- _Brief_
Select each line of the data below that contains the word "rough", treating uppercase and lowercase as different.

★ ★ ★

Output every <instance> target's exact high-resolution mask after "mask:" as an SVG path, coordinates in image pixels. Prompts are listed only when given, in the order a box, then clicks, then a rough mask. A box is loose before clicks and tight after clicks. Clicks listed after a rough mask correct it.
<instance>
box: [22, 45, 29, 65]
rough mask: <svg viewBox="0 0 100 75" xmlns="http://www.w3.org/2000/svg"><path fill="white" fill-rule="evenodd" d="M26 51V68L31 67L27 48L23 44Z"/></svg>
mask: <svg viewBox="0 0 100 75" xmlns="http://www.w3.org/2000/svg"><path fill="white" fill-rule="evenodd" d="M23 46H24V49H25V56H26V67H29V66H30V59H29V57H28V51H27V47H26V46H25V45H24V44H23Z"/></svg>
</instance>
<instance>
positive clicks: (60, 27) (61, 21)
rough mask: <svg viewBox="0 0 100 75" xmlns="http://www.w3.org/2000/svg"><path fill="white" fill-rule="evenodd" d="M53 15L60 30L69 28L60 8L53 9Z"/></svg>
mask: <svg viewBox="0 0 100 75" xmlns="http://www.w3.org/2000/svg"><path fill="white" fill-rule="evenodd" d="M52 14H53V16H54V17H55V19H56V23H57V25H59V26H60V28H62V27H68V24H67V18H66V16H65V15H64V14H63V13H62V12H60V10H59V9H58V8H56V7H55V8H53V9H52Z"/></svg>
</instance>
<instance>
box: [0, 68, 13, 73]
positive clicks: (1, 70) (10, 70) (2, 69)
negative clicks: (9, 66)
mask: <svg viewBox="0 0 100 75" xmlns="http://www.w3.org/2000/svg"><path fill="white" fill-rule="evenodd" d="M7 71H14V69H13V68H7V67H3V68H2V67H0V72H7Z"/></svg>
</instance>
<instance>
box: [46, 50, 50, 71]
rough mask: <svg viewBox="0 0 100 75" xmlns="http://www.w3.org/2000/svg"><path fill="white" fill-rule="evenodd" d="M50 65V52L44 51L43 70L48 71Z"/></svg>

★ ★ ★

- _Task output_
Output every <instance> target's exact high-resolution mask after "mask:" as an SVG path, coordinates in image pixels. Prompts are listed only when given, in the order a box, then clicks, then a rough mask. A box is loose before clicks and tight after clicks. Clicks listed after a rough mask correct it.
rough mask: <svg viewBox="0 0 100 75" xmlns="http://www.w3.org/2000/svg"><path fill="white" fill-rule="evenodd" d="M26 51V68L31 67L27 48L23 44Z"/></svg>
rough mask: <svg viewBox="0 0 100 75" xmlns="http://www.w3.org/2000/svg"><path fill="white" fill-rule="evenodd" d="M53 15L60 30L69 28L60 8L53 9Z"/></svg>
rough mask: <svg viewBox="0 0 100 75" xmlns="http://www.w3.org/2000/svg"><path fill="white" fill-rule="evenodd" d="M50 65V52L44 51L43 70L48 71Z"/></svg>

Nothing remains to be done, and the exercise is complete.